Requirement: Only the lines from the one containing "Objective — one point per instance of the tower" through the last line below should be written out, exactly and with both ends kept.

Input:
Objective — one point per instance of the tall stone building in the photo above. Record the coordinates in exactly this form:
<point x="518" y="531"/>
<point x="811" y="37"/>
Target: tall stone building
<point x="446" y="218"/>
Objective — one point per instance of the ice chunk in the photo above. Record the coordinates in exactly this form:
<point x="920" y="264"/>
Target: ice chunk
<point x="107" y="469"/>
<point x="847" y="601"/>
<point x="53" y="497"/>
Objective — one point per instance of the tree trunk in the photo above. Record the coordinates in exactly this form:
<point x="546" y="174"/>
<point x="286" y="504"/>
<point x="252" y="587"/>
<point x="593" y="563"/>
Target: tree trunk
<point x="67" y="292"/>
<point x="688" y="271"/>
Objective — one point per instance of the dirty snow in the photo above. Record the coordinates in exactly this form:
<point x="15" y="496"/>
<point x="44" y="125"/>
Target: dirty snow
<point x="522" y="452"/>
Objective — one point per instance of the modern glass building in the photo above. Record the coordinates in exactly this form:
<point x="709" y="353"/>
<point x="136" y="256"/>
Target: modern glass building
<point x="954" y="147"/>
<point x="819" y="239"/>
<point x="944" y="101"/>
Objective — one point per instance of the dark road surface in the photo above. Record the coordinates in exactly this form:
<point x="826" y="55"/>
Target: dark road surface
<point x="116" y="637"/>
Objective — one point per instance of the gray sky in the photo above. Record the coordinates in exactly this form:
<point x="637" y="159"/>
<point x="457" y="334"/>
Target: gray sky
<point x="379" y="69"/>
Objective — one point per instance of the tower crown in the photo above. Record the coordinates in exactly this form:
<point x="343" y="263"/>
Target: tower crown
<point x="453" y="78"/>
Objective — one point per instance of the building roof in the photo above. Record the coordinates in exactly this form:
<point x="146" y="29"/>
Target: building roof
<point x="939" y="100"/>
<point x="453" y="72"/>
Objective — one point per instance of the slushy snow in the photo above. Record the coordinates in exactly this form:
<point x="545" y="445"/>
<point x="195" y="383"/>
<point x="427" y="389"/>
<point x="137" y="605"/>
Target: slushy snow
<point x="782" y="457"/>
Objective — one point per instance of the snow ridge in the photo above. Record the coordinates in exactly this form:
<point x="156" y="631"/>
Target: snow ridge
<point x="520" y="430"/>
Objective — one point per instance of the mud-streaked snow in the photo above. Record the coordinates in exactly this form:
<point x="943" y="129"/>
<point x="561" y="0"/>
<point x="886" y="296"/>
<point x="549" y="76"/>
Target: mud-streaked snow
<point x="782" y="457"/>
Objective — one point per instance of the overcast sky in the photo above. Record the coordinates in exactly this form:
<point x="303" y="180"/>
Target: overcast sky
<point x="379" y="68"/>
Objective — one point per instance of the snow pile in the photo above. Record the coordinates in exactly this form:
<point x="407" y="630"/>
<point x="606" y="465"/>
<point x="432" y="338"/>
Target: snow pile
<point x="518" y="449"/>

Result:
Objective — one point per instance of the tower crown in the photo above. Record the coordinates in exactly this form:
<point x="343" y="263"/>
Target: tower crown
<point x="453" y="78"/>
Objective — one point per instance of the building roof in the photo above. Record the coordinates in exactly this form:
<point x="146" y="29"/>
Target: building roof
<point x="939" y="100"/>
<point x="453" y="72"/>
Objective — one point per instance of the slushy snow in the photo above. Record the coordinates in exactly this form:
<point x="545" y="445"/>
<point x="195" y="383"/>
<point x="427" y="389"/>
<point x="137" y="605"/>
Target: slushy snow
<point x="782" y="457"/>
Objective — one point per instance of the snow ridge in the photo above. Record the coordinates in exactly this form:
<point x="156" y="631"/>
Target: snow ridge
<point x="520" y="430"/>
Objective — one point per instance of the mud-streaked snow in the photo above. Record the coordinates in exactly this form:
<point x="943" y="129"/>
<point x="561" y="0"/>
<point x="886" y="296"/>
<point x="549" y="76"/>
Target: mud-streaked snow
<point x="782" y="457"/>
Objective — one point per instance of the overcast sky in the photo above. Record the coordinates in exactly this form:
<point x="303" y="180"/>
Target: overcast sky
<point x="379" y="68"/>
Objective — one point per instance of the snow pile in the photo above. Record the coordinates in exactly this form:
<point x="407" y="630"/>
<point x="606" y="465"/>
<point x="432" y="338"/>
Target: snow pile
<point x="518" y="449"/>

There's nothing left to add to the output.